Tally the lines of the records below that contain the string "green", matching case exactly, and reply with only that number.
>> Begin
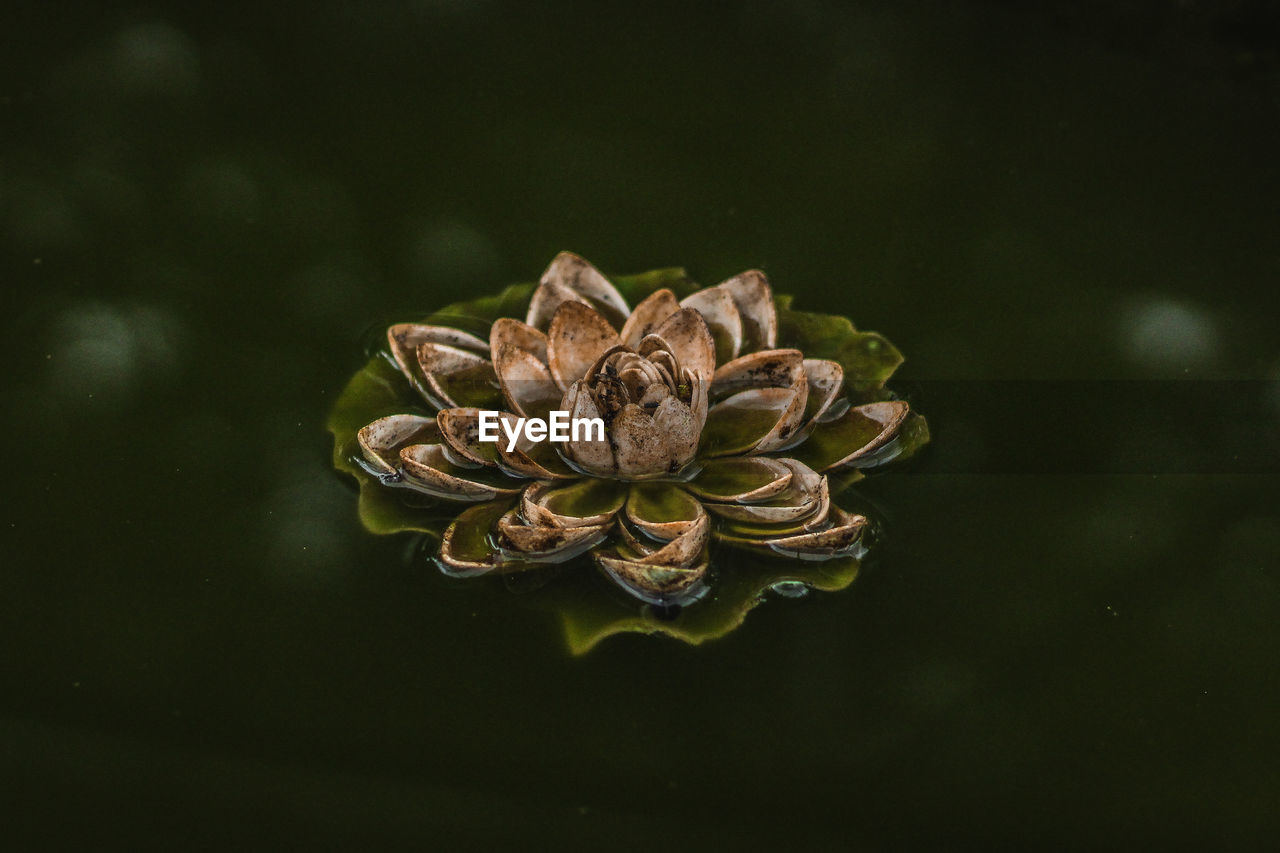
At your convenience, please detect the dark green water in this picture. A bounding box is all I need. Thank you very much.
[0,1,1280,849]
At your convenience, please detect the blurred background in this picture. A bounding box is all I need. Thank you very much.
[0,0,1280,849]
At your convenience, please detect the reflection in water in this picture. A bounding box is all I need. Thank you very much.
[1120,297,1219,373]
[45,302,183,403]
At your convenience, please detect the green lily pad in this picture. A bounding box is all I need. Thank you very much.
[627,483,701,524]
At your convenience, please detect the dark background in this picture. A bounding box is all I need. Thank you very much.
[0,0,1280,849]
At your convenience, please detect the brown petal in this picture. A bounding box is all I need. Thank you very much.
[561,382,618,476]
[680,287,742,364]
[529,252,631,325]
[525,282,590,329]
[547,302,621,391]
[641,309,716,379]
[804,359,845,423]
[621,288,680,348]
[712,350,798,397]
[520,479,627,528]
[493,345,561,419]
[718,269,778,352]
[763,507,867,560]
[488,316,547,364]
[417,342,494,409]
[435,409,504,465]
[609,397,698,479]
[387,323,489,379]
[401,444,520,501]
[356,415,440,476]
[591,551,707,605]
[498,510,609,560]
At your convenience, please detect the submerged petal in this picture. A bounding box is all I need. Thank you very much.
[641,309,716,379]
[701,377,809,456]
[417,342,498,409]
[712,350,805,397]
[626,483,707,542]
[686,456,791,503]
[498,510,609,561]
[387,323,489,378]
[520,479,627,528]
[680,287,742,364]
[621,287,680,348]
[356,415,440,476]
[547,302,621,389]
[401,444,524,501]
[488,316,547,364]
[717,269,778,352]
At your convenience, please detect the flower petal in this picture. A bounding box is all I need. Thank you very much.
[435,407,504,465]
[680,287,742,364]
[498,510,609,562]
[527,252,631,328]
[712,350,805,397]
[591,552,707,606]
[493,345,561,419]
[488,316,547,364]
[439,501,511,576]
[417,342,499,409]
[608,397,698,478]
[804,359,845,424]
[707,459,831,529]
[520,479,627,528]
[356,415,440,476]
[621,287,680,348]
[686,456,791,503]
[791,400,910,471]
[626,483,707,542]
[701,377,809,456]
[655,309,716,379]
[387,323,489,379]
[561,382,618,476]
[401,444,525,501]
[717,269,778,352]
[547,302,621,391]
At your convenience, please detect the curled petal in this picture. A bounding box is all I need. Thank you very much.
[527,252,631,328]
[804,359,845,424]
[621,287,680,348]
[547,302,621,391]
[498,510,609,562]
[439,501,511,576]
[712,350,798,397]
[680,287,742,364]
[609,397,698,478]
[701,377,809,456]
[717,269,778,352]
[791,400,910,471]
[493,346,561,419]
[525,282,590,329]
[401,444,524,501]
[488,316,547,364]
[561,382,618,476]
[417,342,497,409]
[356,415,440,476]
[591,552,707,606]
[387,323,489,379]
[520,479,627,528]
[686,456,791,503]
[650,309,716,379]
[625,483,707,542]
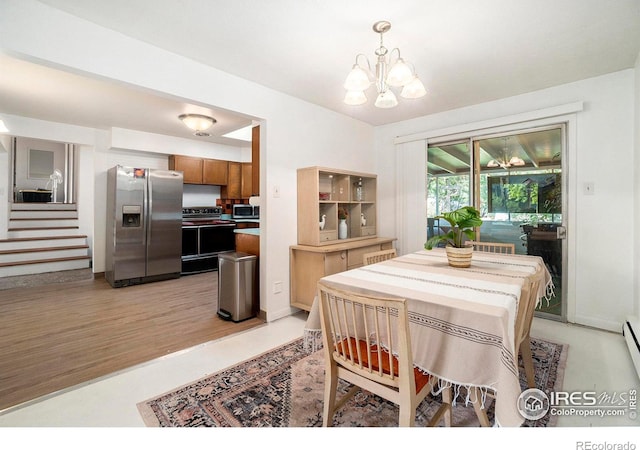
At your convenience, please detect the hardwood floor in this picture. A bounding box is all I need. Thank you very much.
[0,272,263,411]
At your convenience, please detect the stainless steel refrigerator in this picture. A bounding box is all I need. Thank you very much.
[105,166,182,287]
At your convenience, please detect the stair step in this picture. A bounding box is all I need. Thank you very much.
[11,203,78,211]
[0,234,87,244]
[9,217,78,229]
[0,256,91,277]
[9,209,78,220]
[0,255,91,267]
[0,234,87,252]
[0,245,89,264]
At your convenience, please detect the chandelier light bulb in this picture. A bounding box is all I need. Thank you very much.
[344,91,367,106]
[344,64,371,91]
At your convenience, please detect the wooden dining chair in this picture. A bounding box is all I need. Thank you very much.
[467,241,516,255]
[318,282,452,427]
[362,248,398,266]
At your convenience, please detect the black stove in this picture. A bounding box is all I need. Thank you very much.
[182,206,222,222]
[182,206,236,275]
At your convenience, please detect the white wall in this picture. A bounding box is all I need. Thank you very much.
[633,53,640,316]
[0,0,374,320]
[0,134,12,239]
[375,70,637,332]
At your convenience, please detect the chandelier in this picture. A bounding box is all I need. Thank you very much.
[487,138,524,169]
[344,20,427,108]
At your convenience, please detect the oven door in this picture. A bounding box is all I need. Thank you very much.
[199,223,236,255]
[182,226,199,256]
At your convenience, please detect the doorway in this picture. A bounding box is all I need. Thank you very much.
[11,137,76,203]
[427,124,566,321]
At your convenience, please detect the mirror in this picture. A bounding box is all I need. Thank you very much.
[29,148,53,179]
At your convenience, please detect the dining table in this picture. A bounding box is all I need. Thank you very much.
[307,248,553,426]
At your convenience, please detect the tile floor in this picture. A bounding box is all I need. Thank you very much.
[0,314,640,448]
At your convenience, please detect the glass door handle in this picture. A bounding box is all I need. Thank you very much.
[556,227,567,239]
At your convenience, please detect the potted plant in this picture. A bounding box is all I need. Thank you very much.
[424,206,482,267]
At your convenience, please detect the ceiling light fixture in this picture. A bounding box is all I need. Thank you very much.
[178,114,217,136]
[344,20,427,108]
[487,138,525,169]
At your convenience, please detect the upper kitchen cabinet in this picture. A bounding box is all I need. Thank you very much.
[240,163,254,198]
[251,125,260,196]
[169,155,203,184]
[220,161,242,198]
[169,155,228,186]
[220,161,253,199]
[202,159,229,186]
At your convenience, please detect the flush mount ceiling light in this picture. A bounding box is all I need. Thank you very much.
[178,114,217,136]
[487,138,525,169]
[344,20,427,108]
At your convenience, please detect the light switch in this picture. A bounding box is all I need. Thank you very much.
[584,181,595,195]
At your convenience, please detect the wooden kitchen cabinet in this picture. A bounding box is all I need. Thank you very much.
[220,161,242,198]
[220,161,252,199]
[289,238,395,311]
[202,159,229,186]
[169,155,203,184]
[240,163,253,198]
[169,155,229,186]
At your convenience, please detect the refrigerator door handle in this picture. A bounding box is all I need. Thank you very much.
[144,169,153,248]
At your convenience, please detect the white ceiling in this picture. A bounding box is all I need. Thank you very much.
[0,0,640,142]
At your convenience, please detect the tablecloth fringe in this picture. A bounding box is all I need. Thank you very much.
[536,280,556,308]
[421,370,495,409]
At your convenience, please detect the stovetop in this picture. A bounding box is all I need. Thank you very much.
[182,206,222,220]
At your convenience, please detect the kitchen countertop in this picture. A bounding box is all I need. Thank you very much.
[233,228,260,236]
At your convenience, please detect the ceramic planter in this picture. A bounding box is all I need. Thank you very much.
[445,245,473,267]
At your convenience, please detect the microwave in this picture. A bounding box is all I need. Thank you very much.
[233,204,260,219]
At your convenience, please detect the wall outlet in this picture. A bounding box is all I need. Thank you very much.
[584,181,596,195]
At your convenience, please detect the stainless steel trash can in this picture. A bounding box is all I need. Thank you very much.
[218,252,258,322]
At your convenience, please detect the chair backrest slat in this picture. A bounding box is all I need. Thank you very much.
[467,241,516,255]
[318,283,415,387]
[362,248,398,266]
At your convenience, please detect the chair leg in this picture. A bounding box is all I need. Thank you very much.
[398,402,416,427]
[520,336,536,388]
[471,387,491,427]
[322,365,338,427]
[442,387,453,427]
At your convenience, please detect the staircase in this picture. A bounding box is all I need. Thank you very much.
[0,203,91,277]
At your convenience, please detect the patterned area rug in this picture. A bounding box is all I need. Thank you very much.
[137,339,568,427]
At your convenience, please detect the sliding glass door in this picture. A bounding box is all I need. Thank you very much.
[427,125,566,320]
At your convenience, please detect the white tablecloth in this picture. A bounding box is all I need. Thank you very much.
[306,249,552,426]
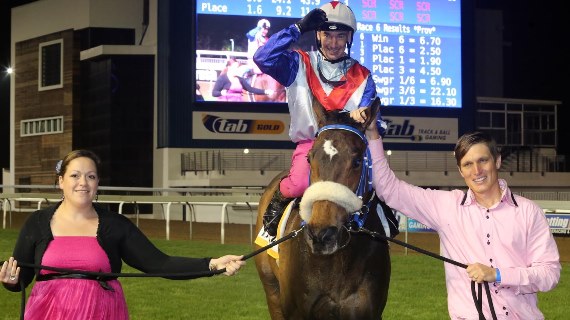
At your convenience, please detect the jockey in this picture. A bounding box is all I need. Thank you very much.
[253,1,391,236]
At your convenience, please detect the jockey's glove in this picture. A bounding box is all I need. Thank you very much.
[296,8,327,33]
>> End
> _Written response_: 2